Given passage:

┌──

Turbocharged IACC models & full size, CBTF,VPP's

Tim Jeffrey of the Daily Telegraph quoted in todays Scuttlebutt said that Ernesto Bertarelli of Alinghi fame and current holder of the America’s Cup was considering turbocharging the IACC boats"… IN STEP WITH THE LATEST MONOHULL DESIGN TRENDS" !!
This can mean only one thing if Jeffrey is accurate: IACC boats with CBTF!!! Not old fashioned canting keels with daggerboards: CBTF. This could result in 50% less displacement for the boats OR the same displacement with MUCH more power to carry sail! It is the ONLY way to really turbo up an IACC boat short of making it a multihulll! No technology that could remotely be considered as “turbocharging” an IACC boat could produce the speed gains around an America’s Cup course as could CBTF… Anything less is nothing at all…

UPDATE: 12/6 /03: this topic has made many twists and turns and so the title of the thread has been changed to reflect most but not all topics covered.

Doug Lord
microsail.com
monofoiler.com
High Technology Sailing/Racing

Doug,

While I agree with you that this would be a great improvement to the IACC performance, I am not sure that is what Bertarelli meant when he said “turbo.”

The current batch of “turbo” sleds racing in the offshore circuit do not have CBTF technology on board. Basically they took Santa Cruz 70s from the early to mid '80s (Remember when they called them ULDBs) and added sail area, taller masts and deeper, bulbed keels to them. That is what is meant by “turbo”.

So when Ernesto is talking about Turbocharging IACCs, he is probably talking about tweaking the IACC formula to favor taller rigs with more sail area and perhaps even allowing deeper keels.

I for one would love to see the IACCs - often touted as the pinnacle of sailing technology - with CBTF technology. But my guess is that they will stick with the current class restrictions in that regard and instead work to tweak the rule in such a way as the current batch of boats fall near the middle of the design envelope as opposed to one small corner. Then allow the designers to search out the design space to find the new optimial design.

But I could be wrong… We will have to wait and see.

  • Will

Will Gorgen

Will, that is what USED to be meant by “Turbo”.With the maxZ86 class,mini 6.5’s and several new maxi type boats all being built with CBTF and with it being touted as being the most significant new technology to hit yachting in 50 years turbo MUST mean CBTF. Especially if Jeffrey is quoting Bertarelli.

└──

Dataset extract:
┌──

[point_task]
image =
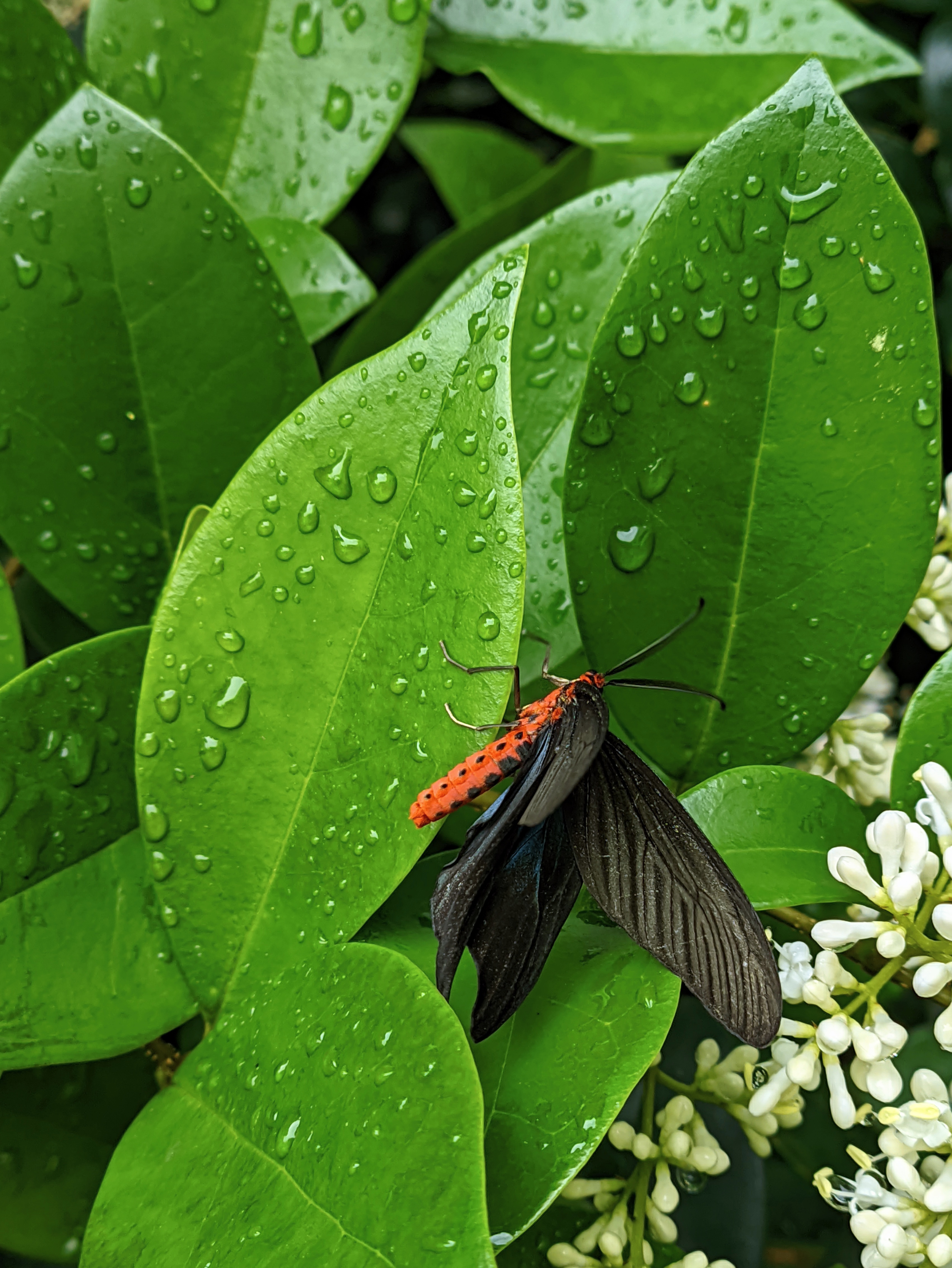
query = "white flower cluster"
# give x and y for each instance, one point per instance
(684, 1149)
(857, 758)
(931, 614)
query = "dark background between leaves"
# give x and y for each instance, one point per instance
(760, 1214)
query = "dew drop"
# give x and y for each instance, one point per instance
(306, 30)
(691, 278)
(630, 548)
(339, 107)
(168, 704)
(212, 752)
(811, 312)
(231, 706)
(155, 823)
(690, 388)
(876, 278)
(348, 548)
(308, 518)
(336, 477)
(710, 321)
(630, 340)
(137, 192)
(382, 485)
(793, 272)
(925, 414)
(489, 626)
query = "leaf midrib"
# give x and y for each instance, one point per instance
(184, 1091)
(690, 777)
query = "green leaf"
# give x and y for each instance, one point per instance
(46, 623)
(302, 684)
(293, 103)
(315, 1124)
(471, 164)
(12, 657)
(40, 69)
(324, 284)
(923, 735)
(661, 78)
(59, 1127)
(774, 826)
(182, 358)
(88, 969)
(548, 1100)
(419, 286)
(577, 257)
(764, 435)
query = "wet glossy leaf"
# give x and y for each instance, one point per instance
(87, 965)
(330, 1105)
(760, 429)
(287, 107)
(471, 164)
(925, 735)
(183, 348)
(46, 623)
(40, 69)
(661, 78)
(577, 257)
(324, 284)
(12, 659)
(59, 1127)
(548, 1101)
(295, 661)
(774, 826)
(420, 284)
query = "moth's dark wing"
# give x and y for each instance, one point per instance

└──
┌──

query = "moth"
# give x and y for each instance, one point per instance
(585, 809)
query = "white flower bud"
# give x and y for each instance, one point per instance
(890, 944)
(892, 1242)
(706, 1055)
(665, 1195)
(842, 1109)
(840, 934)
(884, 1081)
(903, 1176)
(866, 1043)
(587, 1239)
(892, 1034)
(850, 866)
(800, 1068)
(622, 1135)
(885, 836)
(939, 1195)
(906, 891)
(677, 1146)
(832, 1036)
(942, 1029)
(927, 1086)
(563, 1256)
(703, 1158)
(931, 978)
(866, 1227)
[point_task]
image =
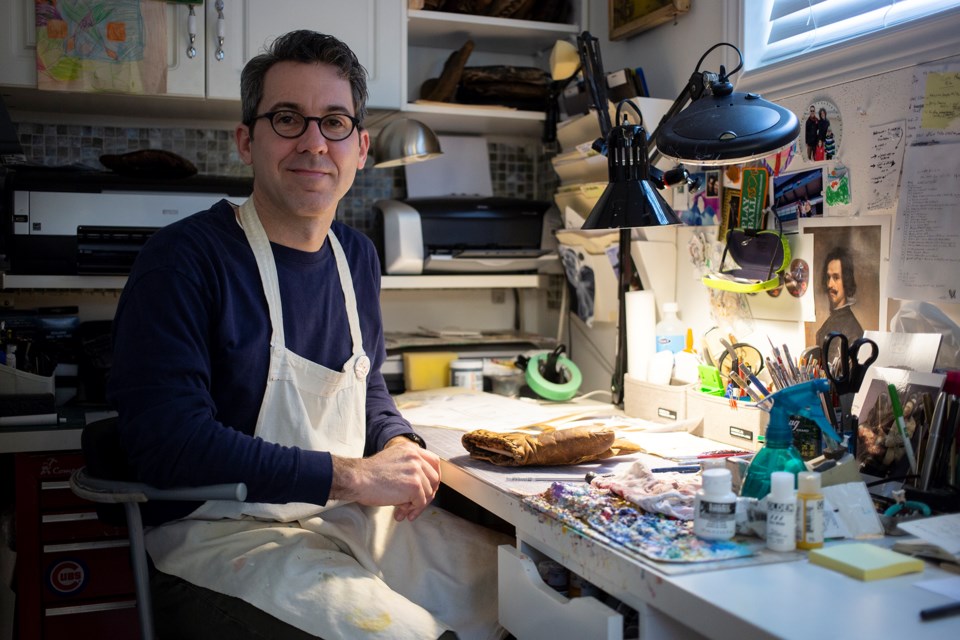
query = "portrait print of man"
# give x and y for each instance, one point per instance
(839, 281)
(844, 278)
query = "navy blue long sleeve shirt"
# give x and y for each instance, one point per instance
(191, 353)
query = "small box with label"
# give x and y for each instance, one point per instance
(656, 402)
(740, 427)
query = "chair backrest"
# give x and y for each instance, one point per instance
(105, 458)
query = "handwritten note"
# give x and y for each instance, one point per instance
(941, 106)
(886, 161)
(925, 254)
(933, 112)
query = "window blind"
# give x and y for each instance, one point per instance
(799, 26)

└──
┌──

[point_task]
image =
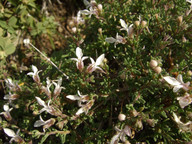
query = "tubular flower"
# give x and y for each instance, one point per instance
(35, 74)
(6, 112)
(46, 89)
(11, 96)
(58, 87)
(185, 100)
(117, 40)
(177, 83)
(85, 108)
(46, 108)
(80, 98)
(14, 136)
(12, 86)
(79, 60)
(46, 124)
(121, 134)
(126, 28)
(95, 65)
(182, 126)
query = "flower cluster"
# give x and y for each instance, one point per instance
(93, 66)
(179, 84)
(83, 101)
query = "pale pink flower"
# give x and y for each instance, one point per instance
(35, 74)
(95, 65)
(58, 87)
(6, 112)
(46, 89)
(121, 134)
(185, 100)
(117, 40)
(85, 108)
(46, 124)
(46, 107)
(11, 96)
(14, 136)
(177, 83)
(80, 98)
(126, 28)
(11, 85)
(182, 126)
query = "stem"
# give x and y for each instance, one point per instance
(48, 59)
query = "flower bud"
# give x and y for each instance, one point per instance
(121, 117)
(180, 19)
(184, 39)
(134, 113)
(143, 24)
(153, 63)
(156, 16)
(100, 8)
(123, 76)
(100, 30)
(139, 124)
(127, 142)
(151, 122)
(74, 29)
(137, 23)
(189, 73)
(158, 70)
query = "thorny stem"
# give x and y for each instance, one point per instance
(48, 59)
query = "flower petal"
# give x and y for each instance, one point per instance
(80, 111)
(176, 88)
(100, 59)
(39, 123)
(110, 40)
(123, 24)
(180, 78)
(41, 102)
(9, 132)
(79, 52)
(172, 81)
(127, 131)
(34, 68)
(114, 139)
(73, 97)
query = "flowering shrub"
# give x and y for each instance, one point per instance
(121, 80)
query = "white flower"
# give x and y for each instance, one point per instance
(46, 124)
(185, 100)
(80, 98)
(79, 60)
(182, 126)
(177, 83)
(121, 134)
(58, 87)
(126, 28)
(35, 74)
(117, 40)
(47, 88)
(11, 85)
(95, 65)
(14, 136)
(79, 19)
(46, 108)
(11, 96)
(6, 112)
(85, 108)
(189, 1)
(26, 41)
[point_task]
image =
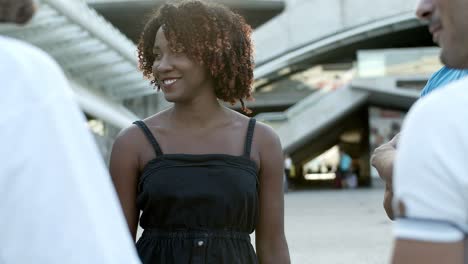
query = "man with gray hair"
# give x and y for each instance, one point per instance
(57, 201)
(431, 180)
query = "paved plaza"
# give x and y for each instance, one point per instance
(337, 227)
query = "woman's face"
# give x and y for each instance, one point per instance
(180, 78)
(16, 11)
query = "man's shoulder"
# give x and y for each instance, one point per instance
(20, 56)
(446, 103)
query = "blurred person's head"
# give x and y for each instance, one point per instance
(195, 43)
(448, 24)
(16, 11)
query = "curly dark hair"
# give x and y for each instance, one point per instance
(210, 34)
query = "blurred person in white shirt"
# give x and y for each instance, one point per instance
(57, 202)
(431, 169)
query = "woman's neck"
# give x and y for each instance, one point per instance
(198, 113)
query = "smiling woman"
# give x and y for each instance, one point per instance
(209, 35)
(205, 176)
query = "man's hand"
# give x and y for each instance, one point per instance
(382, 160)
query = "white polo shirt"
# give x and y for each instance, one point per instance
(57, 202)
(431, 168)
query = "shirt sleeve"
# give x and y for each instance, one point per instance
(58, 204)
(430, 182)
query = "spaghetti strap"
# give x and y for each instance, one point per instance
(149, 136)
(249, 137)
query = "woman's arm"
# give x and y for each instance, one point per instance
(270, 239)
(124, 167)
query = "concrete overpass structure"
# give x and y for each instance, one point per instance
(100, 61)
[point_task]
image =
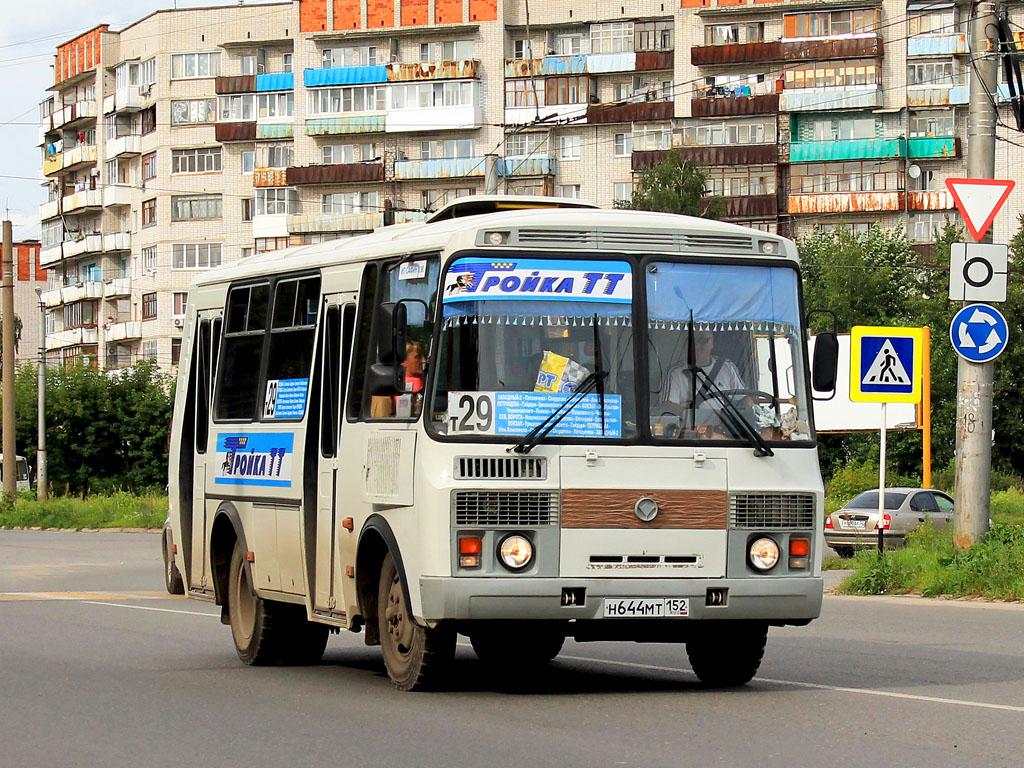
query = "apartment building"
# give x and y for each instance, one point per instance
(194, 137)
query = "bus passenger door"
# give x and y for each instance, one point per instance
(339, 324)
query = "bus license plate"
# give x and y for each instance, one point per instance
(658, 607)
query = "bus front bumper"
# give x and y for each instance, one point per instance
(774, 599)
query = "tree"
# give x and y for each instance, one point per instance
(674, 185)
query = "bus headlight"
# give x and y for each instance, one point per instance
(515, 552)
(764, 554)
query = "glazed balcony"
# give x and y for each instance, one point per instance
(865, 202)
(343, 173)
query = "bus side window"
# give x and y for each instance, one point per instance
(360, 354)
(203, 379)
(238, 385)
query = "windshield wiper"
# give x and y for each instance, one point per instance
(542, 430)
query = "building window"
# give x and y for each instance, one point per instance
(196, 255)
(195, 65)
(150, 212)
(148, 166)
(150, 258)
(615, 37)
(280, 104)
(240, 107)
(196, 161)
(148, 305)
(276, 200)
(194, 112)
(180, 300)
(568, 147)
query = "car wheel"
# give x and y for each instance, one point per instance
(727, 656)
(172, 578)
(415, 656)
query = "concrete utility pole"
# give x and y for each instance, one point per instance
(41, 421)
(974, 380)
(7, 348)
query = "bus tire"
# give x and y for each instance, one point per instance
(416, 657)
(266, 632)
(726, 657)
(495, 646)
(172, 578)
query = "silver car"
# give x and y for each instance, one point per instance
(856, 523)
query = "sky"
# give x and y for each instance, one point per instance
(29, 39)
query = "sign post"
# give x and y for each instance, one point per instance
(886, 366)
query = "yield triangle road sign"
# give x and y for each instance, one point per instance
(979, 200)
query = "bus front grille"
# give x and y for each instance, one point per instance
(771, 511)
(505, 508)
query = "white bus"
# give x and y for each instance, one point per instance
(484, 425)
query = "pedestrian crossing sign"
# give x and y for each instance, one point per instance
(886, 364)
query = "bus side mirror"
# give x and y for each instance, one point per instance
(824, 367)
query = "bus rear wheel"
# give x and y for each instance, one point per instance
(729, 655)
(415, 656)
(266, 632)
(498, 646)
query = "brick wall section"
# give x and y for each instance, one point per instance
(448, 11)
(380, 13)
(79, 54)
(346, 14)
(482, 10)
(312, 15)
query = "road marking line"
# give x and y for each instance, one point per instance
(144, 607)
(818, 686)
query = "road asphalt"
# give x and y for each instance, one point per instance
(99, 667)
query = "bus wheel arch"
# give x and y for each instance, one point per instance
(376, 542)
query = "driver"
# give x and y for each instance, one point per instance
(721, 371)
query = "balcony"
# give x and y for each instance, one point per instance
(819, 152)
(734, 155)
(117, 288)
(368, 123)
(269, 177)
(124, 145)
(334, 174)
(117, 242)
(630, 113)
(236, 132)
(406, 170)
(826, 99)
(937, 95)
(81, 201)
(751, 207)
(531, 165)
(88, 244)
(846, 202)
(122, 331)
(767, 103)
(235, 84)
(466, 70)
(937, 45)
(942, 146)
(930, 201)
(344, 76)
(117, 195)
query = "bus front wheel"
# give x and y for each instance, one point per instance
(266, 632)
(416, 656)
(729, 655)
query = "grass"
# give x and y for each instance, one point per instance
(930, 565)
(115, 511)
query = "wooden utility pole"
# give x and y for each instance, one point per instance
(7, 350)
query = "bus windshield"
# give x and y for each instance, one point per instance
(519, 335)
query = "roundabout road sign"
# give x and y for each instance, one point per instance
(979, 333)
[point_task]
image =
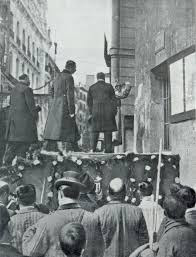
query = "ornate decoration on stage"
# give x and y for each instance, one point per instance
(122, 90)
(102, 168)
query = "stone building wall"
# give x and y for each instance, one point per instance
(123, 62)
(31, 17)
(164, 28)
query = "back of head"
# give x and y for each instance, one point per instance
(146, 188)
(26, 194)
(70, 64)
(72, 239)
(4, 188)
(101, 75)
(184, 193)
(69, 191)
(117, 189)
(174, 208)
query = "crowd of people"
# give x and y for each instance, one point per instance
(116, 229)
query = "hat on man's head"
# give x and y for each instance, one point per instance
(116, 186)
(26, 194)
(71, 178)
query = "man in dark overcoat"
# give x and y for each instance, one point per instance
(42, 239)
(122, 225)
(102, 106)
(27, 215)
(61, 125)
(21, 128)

└──

To be done:
(1) Answer these about the forum thread on turbocharging IACC boats:
(a) Which newspaper is Tim Jeffrey with?
(b) According to Will Gorgen's reply, what boats were the current "turbo" sleds originally built as?
(c) Which boats does the final post say are being built with CBTF?
(2) Write out the part of the forum thread on turbocharging IACC boats that begins at the words "But I could" and stops after "is quoting Bertarelli.".
(3) Extend the forum thread on turbocharging IACC boats, picking up after its final post.

Response list:
(1)
(a) The Daily Telegraph.
(b) Santa Cruz 70s from the early to mid '80s.
(c) The maxZ86 class, mini 6.5's, and several new maxi type boats.

(2)
But I could be wrong… We will have to wait and see.

  • Will

Will Gorgen

Will, that is what USED to be meant by “Turbo”.With the maxZ86 class,mini 6.5’s and several new maxi type boats all being built with CBTF and with it being touted as being the most significant new technology to hit yachting in 50 years turbo MUST mean CBTF. Especially if Jeffrey is quoting Bertarelli.

(3)
But sadly you’re probably right that they won’t adopt CBTF but these days you never know-and besides “turboing up” a big monohull witout using CBTF would be virtually meaningless now…

Doug Lord
microsail.com
monofoiler.com
High Technology Sailing/Racing

Nah, I think it one really wanted to Turbo charge the boats they would take two hulls, sans keels, strap them together 60 feet apart and add a massive rig. Would be much more turbo and interesting than last years boats with “wiggly bits” hanging underneath. Before someone dismisses this idea, keep in mind that he already has a couple of “turbo with Nitrous” catamarans.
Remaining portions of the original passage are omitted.